WORK INSTRUCTIONS => Each line below must be set down exactly; omit any image you find.

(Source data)
—————
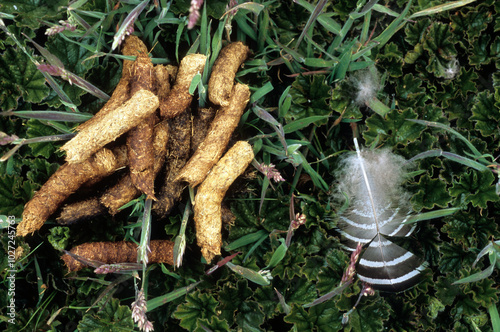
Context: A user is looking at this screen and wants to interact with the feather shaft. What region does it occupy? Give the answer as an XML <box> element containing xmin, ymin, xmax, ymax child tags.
<box><xmin>337</xmin><ymin>139</ymin><xmax>426</xmax><ymax>292</ymax></box>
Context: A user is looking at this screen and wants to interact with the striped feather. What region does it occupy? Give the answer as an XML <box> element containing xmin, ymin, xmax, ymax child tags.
<box><xmin>337</xmin><ymin>139</ymin><xmax>426</xmax><ymax>292</ymax></box>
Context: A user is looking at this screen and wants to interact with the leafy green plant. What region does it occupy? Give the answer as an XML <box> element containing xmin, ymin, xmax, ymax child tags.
<box><xmin>0</xmin><ymin>0</ymin><xmax>500</xmax><ymax>331</ymax></box>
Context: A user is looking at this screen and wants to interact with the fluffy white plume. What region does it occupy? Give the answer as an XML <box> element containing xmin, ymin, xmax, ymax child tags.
<box><xmin>336</xmin><ymin>139</ymin><xmax>425</xmax><ymax>291</ymax></box>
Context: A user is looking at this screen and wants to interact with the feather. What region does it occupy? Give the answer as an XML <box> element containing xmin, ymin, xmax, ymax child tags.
<box><xmin>336</xmin><ymin>139</ymin><xmax>426</xmax><ymax>292</ymax></box>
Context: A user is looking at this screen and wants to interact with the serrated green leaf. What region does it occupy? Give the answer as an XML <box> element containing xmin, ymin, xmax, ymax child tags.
<box><xmin>348</xmin><ymin>297</ymin><xmax>390</xmax><ymax>332</ymax></box>
<box><xmin>465</xmin><ymin>279</ymin><xmax>498</xmax><ymax>307</ymax></box>
<box><xmin>194</xmin><ymin>316</ymin><xmax>230</xmax><ymax>332</ymax></box>
<box><xmin>174</xmin><ymin>291</ymin><xmax>218</xmax><ymax>331</ymax></box>
<box><xmin>78</xmin><ymin>298</ymin><xmax>134</xmax><ymax>332</ymax></box>
<box><xmin>411</xmin><ymin>174</ymin><xmax>452</xmax><ymax>211</ymax></box>
<box><xmin>470</xmin><ymin>91</ymin><xmax>500</xmax><ymax>138</ymax></box>
<box><xmin>396</xmin><ymin>74</ymin><xmax>429</xmax><ymax>108</ymax></box>
<box><xmin>47</xmin><ymin>226</ymin><xmax>69</xmax><ymax>251</ymax></box>
<box><xmin>236</xmin><ymin>301</ymin><xmax>265</xmax><ymax>332</ymax></box>
<box><xmin>285</xmin><ymin>301</ymin><xmax>343</xmax><ymax>332</ymax></box>
<box><xmin>284</xmin><ymin>75</ymin><xmax>331</xmax><ymax>125</ymax></box>
<box><xmin>0</xmin><ymin>174</ymin><xmax>24</xmax><ymax>217</ymax></box>
<box><xmin>0</xmin><ymin>47</ymin><xmax>49</xmax><ymax>111</ymax></box>
<box><xmin>469</xmin><ymin>34</ymin><xmax>493</xmax><ymax>66</ymax></box>
<box><xmin>363</xmin><ymin>109</ymin><xmax>423</xmax><ymax>146</ymax></box>
<box><xmin>217</xmin><ymin>279</ymin><xmax>252</xmax><ymax>325</ymax></box>
<box><xmin>377</xmin><ymin>43</ymin><xmax>403</xmax><ymax>77</ymax></box>
<box><xmin>449</xmin><ymin>171</ymin><xmax>500</xmax><ymax>209</ymax></box>
<box><xmin>439</xmin><ymin>242</ymin><xmax>472</xmax><ymax>274</ymax></box>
—————
EXERCISE OUTPUT =>
Context: A user is looking at this screen and wants to interact with the feather shaft. What region does it occupy? Give the answer as an XML <box> element containing xmin, ymin, xmax, ymax child tags.
<box><xmin>337</xmin><ymin>139</ymin><xmax>426</xmax><ymax>292</ymax></box>
Context: A user is looking at this screen and wants to interact with the striped feather. What region does it occupy? Give the answer as an XML <box> element containing xmin, ymin, xmax, ymax child tags.
<box><xmin>337</xmin><ymin>139</ymin><xmax>426</xmax><ymax>292</ymax></box>
Context: A user is looking at this screen and wants to interact with the leafy green plant. What region does it occupy? Give the answer as an XML <box> element containing xmin, ymin, xmax, ymax child tags.
<box><xmin>0</xmin><ymin>0</ymin><xmax>500</xmax><ymax>331</ymax></box>
Context: A user is looking at this screen and wants to interact with the fluffy white plume. What region does it occupy? Give the answer as an XML <box> element containing xmin, ymin, xmax, ymax child tags.
<box><xmin>336</xmin><ymin>139</ymin><xmax>425</xmax><ymax>291</ymax></box>
Context: A user is looking at this screen and wants to interact with the feather. What region does it occupy? Give the answer as an XML <box> element containing xmin, ymin, xmax, ymax child tags.
<box><xmin>336</xmin><ymin>139</ymin><xmax>426</xmax><ymax>292</ymax></box>
Context: A user is looking at this screen and wants to interact with the serrated green leaf. What region does it occupy? Give the answer as an XML <box> element containing xmin, ymin, xmax, ymax child tags.
<box><xmin>348</xmin><ymin>297</ymin><xmax>390</xmax><ymax>332</ymax></box>
<box><xmin>465</xmin><ymin>279</ymin><xmax>498</xmax><ymax>307</ymax></box>
<box><xmin>194</xmin><ymin>316</ymin><xmax>230</xmax><ymax>332</ymax></box>
<box><xmin>174</xmin><ymin>291</ymin><xmax>218</xmax><ymax>331</ymax></box>
<box><xmin>78</xmin><ymin>298</ymin><xmax>134</xmax><ymax>332</ymax></box>
<box><xmin>411</xmin><ymin>174</ymin><xmax>452</xmax><ymax>211</ymax></box>
<box><xmin>470</xmin><ymin>91</ymin><xmax>500</xmax><ymax>138</ymax></box>
<box><xmin>396</xmin><ymin>74</ymin><xmax>429</xmax><ymax>108</ymax></box>
<box><xmin>47</xmin><ymin>226</ymin><xmax>69</xmax><ymax>251</ymax></box>
<box><xmin>236</xmin><ymin>301</ymin><xmax>265</xmax><ymax>332</ymax></box>
<box><xmin>285</xmin><ymin>301</ymin><xmax>343</xmax><ymax>332</ymax></box>
<box><xmin>284</xmin><ymin>75</ymin><xmax>331</xmax><ymax>125</ymax></box>
<box><xmin>0</xmin><ymin>174</ymin><xmax>24</xmax><ymax>217</ymax></box>
<box><xmin>0</xmin><ymin>47</ymin><xmax>49</xmax><ymax>111</ymax></box>
<box><xmin>469</xmin><ymin>34</ymin><xmax>493</xmax><ymax>66</ymax></box>
<box><xmin>363</xmin><ymin>109</ymin><xmax>423</xmax><ymax>146</ymax></box>
<box><xmin>217</xmin><ymin>279</ymin><xmax>252</xmax><ymax>325</ymax></box>
<box><xmin>377</xmin><ymin>43</ymin><xmax>403</xmax><ymax>77</ymax></box>
<box><xmin>449</xmin><ymin>171</ymin><xmax>500</xmax><ymax>209</ymax></box>
<box><xmin>439</xmin><ymin>242</ymin><xmax>472</xmax><ymax>274</ymax></box>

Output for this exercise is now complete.